Given instruction 1: Turn the rows from the line with "search: dirt ground" through the end of the rows into a Markdown table with the columns Row and Line, where Row is a line number and Line is the line itself. Skip any blank lines.

Source extract:
╭──
42True to his word, Lord Cottonham approached this branch of the protective jurisdiction with caution. In In the Matter of Thomas, a Lunatic (1846) 2 Ph 169; 41 ER 906 he is reported to have rejected a petition by the wife of a lunatic (the committee of the lunatic's estate) for a capital allowance of £2,000 to enable one of several children of the lunatic to purchase a property in Barbados (in circumstances in which the income of the lunatic's property was about £1,600 a year), with the following comments directed at counsel for the petitioner:

"THE LORD CHANCELLOR [Cottenham]. The Court will advance small sums to put relations of a lunatic out as apprentices : but as to advancing large sums of £2000 to enable one of his family to buy an estate, I never heard of such a thing. In that way you might dispose of the whole of the lunatic's property, and leave him, if he recovers, to find all his property gone. If you can find any precedent for such an application, you may mention it again : but if there is none I shall certainly not make one."
╰──
Data rows:
╭──
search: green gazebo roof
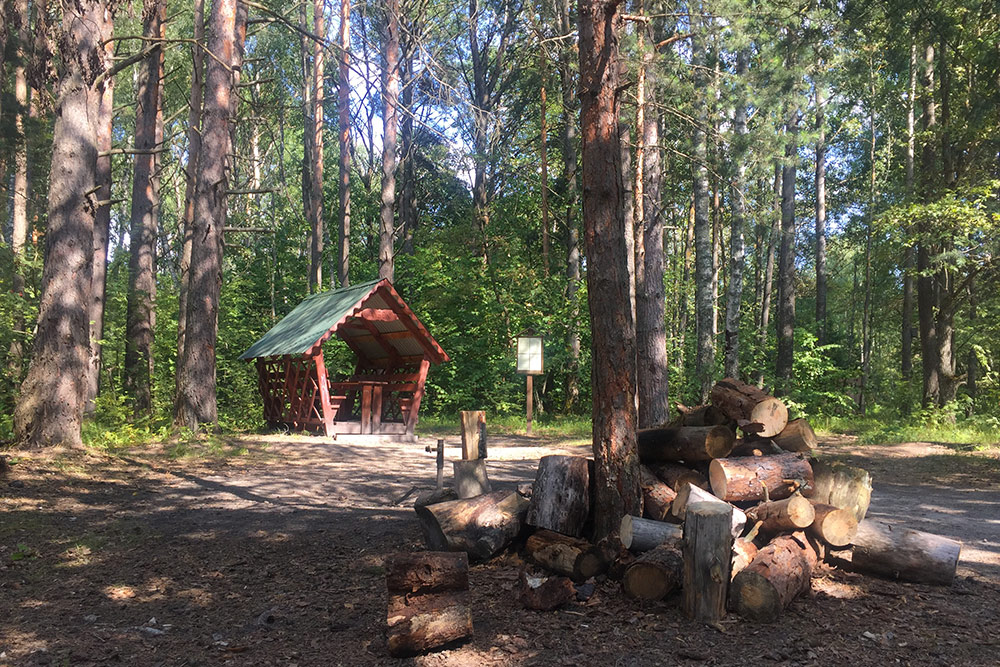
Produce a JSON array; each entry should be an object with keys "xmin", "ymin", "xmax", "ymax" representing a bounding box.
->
[{"xmin": 240, "ymin": 279, "xmax": 448, "ymax": 363}]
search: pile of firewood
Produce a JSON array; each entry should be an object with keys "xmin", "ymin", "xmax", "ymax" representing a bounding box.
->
[{"xmin": 386, "ymin": 379, "xmax": 961, "ymax": 651}]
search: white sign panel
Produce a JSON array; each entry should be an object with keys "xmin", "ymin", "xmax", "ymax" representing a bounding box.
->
[{"xmin": 517, "ymin": 337, "xmax": 545, "ymax": 375}]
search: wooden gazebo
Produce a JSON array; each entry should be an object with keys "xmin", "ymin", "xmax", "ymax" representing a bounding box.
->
[{"xmin": 240, "ymin": 279, "xmax": 448, "ymax": 436}]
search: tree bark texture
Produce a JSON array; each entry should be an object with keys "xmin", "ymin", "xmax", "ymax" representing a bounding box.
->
[
  {"xmin": 307, "ymin": 0, "xmax": 326, "ymax": 292},
  {"xmin": 527, "ymin": 455, "xmax": 593, "ymax": 537},
  {"xmin": 775, "ymin": 118, "xmax": 799, "ymax": 395},
  {"xmin": 125, "ymin": 0, "xmax": 167, "ymax": 417},
  {"xmin": 14, "ymin": 0, "xmax": 109, "ymax": 447},
  {"xmin": 337, "ymin": 0, "xmax": 351, "ymax": 287},
  {"xmin": 723, "ymin": 49, "xmax": 750, "ymax": 377},
  {"xmin": 174, "ymin": 0, "xmax": 243, "ymax": 431},
  {"xmin": 84, "ymin": 7, "xmax": 115, "ymax": 415},
  {"xmin": 579, "ymin": 0, "xmax": 642, "ymax": 539},
  {"xmin": 174, "ymin": 0, "xmax": 205, "ymax": 400},
  {"xmin": 378, "ymin": 0, "xmax": 399, "ymax": 282}
]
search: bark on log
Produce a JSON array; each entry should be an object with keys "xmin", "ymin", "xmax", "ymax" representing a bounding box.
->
[
  {"xmin": 670, "ymin": 403, "xmax": 736, "ymax": 429},
  {"xmin": 684, "ymin": 502, "xmax": 733, "ymax": 623},
  {"xmin": 732, "ymin": 537, "xmax": 758, "ymax": 577},
  {"xmin": 747, "ymin": 495, "xmax": 816, "ymax": 535},
  {"xmin": 646, "ymin": 463, "xmax": 708, "ymax": 491},
  {"xmin": 622, "ymin": 544, "xmax": 684, "ymax": 600},
  {"xmin": 618, "ymin": 514, "xmax": 684, "ymax": 553},
  {"xmin": 386, "ymin": 591, "xmax": 472, "ymax": 658},
  {"xmin": 415, "ymin": 491, "xmax": 528, "ymax": 560},
  {"xmin": 527, "ymin": 455, "xmax": 590, "ymax": 537},
  {"xmin": 452, "ymin": 459, "xmax": 493, "ymax": 498},
  {"xmin": 524, "ymin": 530, "xmax": 608, "ymax": 581},
  {"xmin": 708, "ymin": 453, "xmax": 813, "ymax": 501},
  {"xmin": 852, "ymin": 519, "xmax": 962, "ymax": 586},
  {"xmin": 670, "ymin": 484, "xmax": 747, "ymax": 536},
  {"xmin": 731, "ymin": 534, "xmax": 816, "ymax": 623},
  {"xmin": 518, "ymin": 570, "xmax": 576, "ymax": 611},
  {"xmin": 637, "ymin": 426, "xmax": 736, "ymax": 463},
  {"xmin": 809, "ymin": 502, "xmax": 858, "ymax": 548},
  {"xmin": 712, "ymin": 378, "xmax": 788, "ymax": 438},
  {"xmin": 809, "ymin": 459, "xmax": 872, "ymax": 521},
  {"xmin": 639, "ymin": 466, "xmax": 677, "ymax": 521},
  {"xmin": 385, "ymin": 551, "xmax": 469, "ymax": 595}
]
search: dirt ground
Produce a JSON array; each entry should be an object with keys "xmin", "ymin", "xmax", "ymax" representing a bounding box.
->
╰──
Given instruction 2: In the passage on the Thomas lunacy case, where was the property that one of the children wished to purchase?

Correct output 1:
| Row | Line |
|---|---|
| 1 | search: dirt ground |
| 2 | Produce a JSON array; each entry should be an object with keys "xmin", "ymin", "xmax", "ymax" representing a bounding box. |
| 3 | -> |

Correct output 2: Barbados.